<<<<

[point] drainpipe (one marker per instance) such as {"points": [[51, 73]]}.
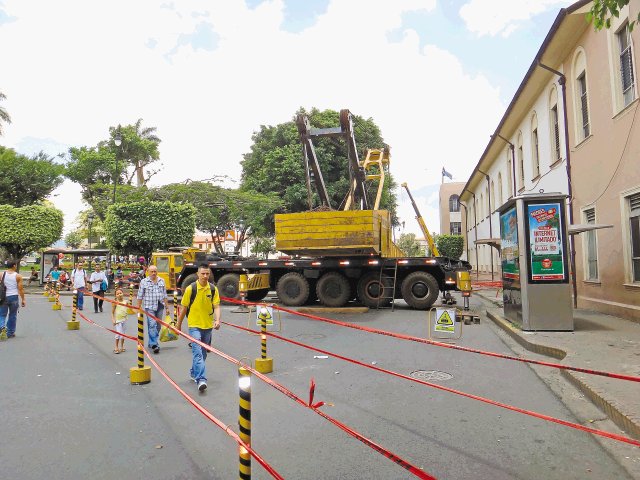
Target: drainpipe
{"points": [[475, 228], [562, 81], [513, 162], [490, 227]]}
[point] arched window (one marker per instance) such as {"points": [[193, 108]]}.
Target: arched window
{"points": [[454, 203], [520, 164], [581, 98], [493, 197], [509, 173], [535, 150], [554, 125]]}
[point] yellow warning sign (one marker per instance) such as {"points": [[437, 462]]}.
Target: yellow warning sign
{"points": [[445, 320]]}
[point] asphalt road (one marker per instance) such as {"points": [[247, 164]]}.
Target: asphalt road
{"points": [[69, 410]]}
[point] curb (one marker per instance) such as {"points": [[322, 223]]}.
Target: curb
{"points": [[609, 408]]}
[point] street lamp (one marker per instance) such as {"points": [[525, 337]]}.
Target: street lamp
{"points": [[118, 141], [90, 221]]}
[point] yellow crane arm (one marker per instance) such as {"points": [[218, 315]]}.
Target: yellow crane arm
{"points": [[423, 226]]}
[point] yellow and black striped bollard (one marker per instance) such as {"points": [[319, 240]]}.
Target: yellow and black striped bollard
{"points": [[140, 375], [57, 305], [130, 310], [244, 422], [74, 324], [264, 364]]}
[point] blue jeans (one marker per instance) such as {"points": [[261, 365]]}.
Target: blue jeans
{"points": [[198, 370], [153, 327], [80, 297], [10, 307]]}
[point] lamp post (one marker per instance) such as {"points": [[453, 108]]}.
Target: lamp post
{"points": [[90, 221], [118, 141]]}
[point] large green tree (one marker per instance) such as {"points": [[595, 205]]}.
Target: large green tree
{"points": [[219, 209], [603, 11], [25, 229], [275, 163], [27, 180], [4, 115], [100, 169], [143, 227]]}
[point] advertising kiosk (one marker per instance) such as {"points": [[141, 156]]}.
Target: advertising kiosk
{"points": [[535, 262]]}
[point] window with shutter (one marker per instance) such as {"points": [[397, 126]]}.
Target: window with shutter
{"points": [[634, 231], [591, 249], [626, 65], [584, 106]]}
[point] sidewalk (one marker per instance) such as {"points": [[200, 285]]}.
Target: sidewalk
{"points": [[600, 342]]}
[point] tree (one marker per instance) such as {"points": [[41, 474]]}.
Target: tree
{"points": [[27, 180], [602, 11], [29, 228], [450, 245], [4, 115], [219, 209], [142, 227], [410, 246], [275, 164], [97, 169], [73, 239]]}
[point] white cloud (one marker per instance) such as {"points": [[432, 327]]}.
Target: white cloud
{"points": [[497, 17], [75, 68]]}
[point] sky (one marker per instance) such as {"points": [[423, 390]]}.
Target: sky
{"points": [[435, 75]]}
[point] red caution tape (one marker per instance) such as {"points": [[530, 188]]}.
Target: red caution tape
{"points": [[619, 376], [576, 426]]}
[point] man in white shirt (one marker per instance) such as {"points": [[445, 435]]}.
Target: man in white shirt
{"points": [[79, 282], [13, 281], [96, 279]]}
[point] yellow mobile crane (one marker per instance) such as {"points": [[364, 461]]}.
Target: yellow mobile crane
{"points": [[423, 226]]}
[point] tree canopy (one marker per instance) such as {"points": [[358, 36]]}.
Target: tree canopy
{"points": [[275, 164], [219, 209], [142, 227], [29, 228], [602, 12], [27, 180], [98, 169]]}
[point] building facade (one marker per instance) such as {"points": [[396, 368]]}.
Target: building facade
{"points": [[571, 128]]}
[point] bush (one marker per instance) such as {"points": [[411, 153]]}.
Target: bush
{"points": [[450, 245]]}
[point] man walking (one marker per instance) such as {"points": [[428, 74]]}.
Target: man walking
{"points": [[152, 296], [13, 282], [201, 303], [79, 282]]}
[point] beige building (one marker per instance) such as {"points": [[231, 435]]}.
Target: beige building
{"points": [[594, 160]]}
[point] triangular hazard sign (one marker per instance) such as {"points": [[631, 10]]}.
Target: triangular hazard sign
{"points": [[444, 319]]}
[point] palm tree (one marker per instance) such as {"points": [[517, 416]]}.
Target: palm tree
{"points": [[4, 115], [148, 156]]}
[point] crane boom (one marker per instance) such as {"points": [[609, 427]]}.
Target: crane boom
{"points": [[423, 226]]}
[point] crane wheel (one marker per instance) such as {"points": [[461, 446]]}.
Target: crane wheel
{"points": [[333, 289], [373, 292], [293, 289], [229, 286], [420, 290]]}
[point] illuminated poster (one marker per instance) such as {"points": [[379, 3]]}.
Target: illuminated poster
{"points": [[509, 244], [546, 255]]}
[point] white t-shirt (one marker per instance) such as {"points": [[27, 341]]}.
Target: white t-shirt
{"points": [[95, 287], [79, 278]]}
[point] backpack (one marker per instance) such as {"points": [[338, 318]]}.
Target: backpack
{"points": [[192, 297], [3, 290]]}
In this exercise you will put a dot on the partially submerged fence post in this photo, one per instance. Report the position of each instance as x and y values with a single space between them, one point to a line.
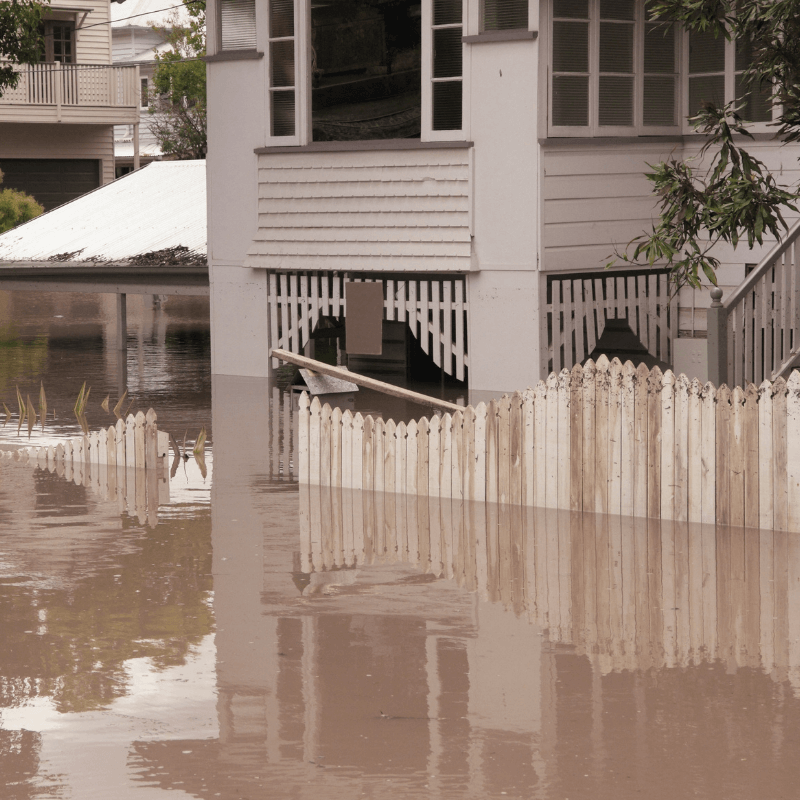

>>>>

Each entry above has to be set down again verbatim, except for its pictures.

[point] drainpipe (one marker per instance) such as {"points": [[51, 73]]}.
Target: drainpipe
{"points": [[475, 228], [562, 81], [513, 162], [490, 227]]}
[point] arched window (one marker per instance) such as {"points": [[193, 108]]}.
Target: arched window
{"points": [[454, 203], [520, 164], [581, 98], [493, 197], [509, 173], [535, 150], [554, 125]]}
[point] yellow warning sign (one marker per instance) such as {"points": [[437, 462]]}.
Target: yellow warning sign
{"points": [[445, 320]]}
[point] asphalt road (one marker per instance) such as {"points": [[247, 164]]}.
Target: asphalt road
{"points": [[69, 410]]}
[point] curb (one marker per instance) such as {"points": [[322, 223]]}.
Target: curb
{"points": [[609, 408]]}
[point] street lamp (one marker per instance) such as {"points": [[525, 337]]}.
Target: street lamp
{"points": [[118, 141], [90, 221]]}
[point] yellow crane arm (one marker per instance) such as {"points": [[218, 315]]}.
Target: yellow crane arm
{"points": [[423, 226]]}
[point] yellow and black striped bollard (one marker per instance) such as {"points": [[319, 240]]}.
Target: yellow and black striped bollard
{"points": [[140, 375], [57, 305], [130, 310], [244, 422], [74, 324], [264, 364]]}
[point] blue jeans (one marker per instance) such as {"points": [[261, 365]]}.
Target: blue jeans
{"points": [[198, 370], [153, 327], [80, 297], [10, 307]]}
[point] lamp post (one marker per instance) such as {"points": [[453, 108]]}.
Target: lamp post
{"points": [[90, 221], [118, 141]]}
[point] large green tree (one marker per instance) such as {"points": [[595, 205]]}.
Target: large green tree
{"points": [[219, 209], [603, 11], [25, 229], [275, 163], [27, 180], [4, 115], [100, 169], [143, 227]]}
[point] advertising kiosk (one marker per instance) such as {"points": [[141, 156]]}.
Target: advertising kiosk
{"points": [[535, 262]]}
[point] window with shutter (one marker per instance) such as {"points": [[397, 126]]}.
Target: window with shutter
{"points": [[634, 231], [591, 249], [626, 65], [584, 106]]}
[point] sidewalk (one marker per instance) such as {"points": [[200, 285]]}.
Target: sidewalk
{"points": [[600, 342]]}
[point] tree (one marker per instance) such as {"points": [[41, 474]]}.
Target: tree
{"points": [[27, 180], [602, 11], [29, 228], [450, 245], [4, 115], [219, 209], [142, 227], [410, 246], [275, 164], [97, 169], [73, 239]]}
[point] white cloud (one marker per instance) such as {"points": [[432, 327]]}.
Target: white cloud
{"points": [[497, 17], [75, 68]]}
[point] sky (one marker per instance) such as {"points": [[423, 390]]}.
Target: sky
{"points": [[435, 75]]}
[point] red caution tape (one marker per instance) such as {"points": [[530, 188]]}.
Target: red caution tape
{"points": [[619, 376], [576, 426]]}
[point] man in white shirt (one marker per instance) such as {"points": [[445, 435]]}.
Target: man in white shirt
{"points": [[79, 282], [13, 281], [96, 279]]}
[point] yellow mobile crane (one marker per instance) such as {"points": [[364, 461]]}.
Target: yellow mobile crane
{"points": [[423, 226]]}
[point] tree canopy (one marker per instance) such as {"points": [[358, 36]]}.
Target: tree canopy
{"points": [[275, 164], [219, 209], [142, 227], [29, 228], [602, 12], [27, 180], [98, 169]]}
[point] building facade (one marker per instance) such as {"points": [[396, 368]]}.
Target: building facade
{"points": [[571, 128]]}
[point] bush (one marker per instance) such as {"points": [[411, 153]]}.
Target: bush
{"points": [[450, 245]]}
[point] man walking (one marker per instance) such as {"points": [[428, 74]]}.
Target: man walking
{"points": [[152, 296], [13, 282], [201, 303], [79, 282]]}
[point] beige building (one marker per instance) such as {"points": [[231, 435]]}.
Target: beige building
{"points": [[594, 160]]}
[point] triangular hazard sign (one marker per instance) such as {"points": [[631, 10]]}.
Target: triangular hazard sign
{"points": [[444, 319]]}
[point] palm tree (one marker per instance) such as {"points": [[517, 416]]}.
Target: palm tree
{"points": [[4, 115], [148, 156]]}
[point] crane boom (one marker per instance) such as {"points": [[609, 427]]}.
Target: crane boom
{"points": [[423, 226]]}
[point] crane wheel (one marker per instance) such as {"points": [[461, 446]]}.
Target: crane wheel
{"points": [[333, 289], [373, 292], [293, 289], [229, 286], [420, 290]]}
[point] illuminated poster (one marker per instance) such as {"points": [[379, 3]]}.
Target: illuminated poster
{"points": [[509, 244], [546, 255]]}
[point] white t-shirt (one marker per instance) such as {"points": [[27, 341]]}.
Target: white t-shirt
{"points": [[95, 287], [79, 278]]}
[point] backpack (one marker per instance) such as {"points": [[338, 318]]}.
Target: backpack
{"points": [[192, 297], [3, 290]]}
In this exercise you will put a dot on the partially submerged fence post in this photo, one per instance. Report the position of each instance as x and y values with a single space between them, one point to a line.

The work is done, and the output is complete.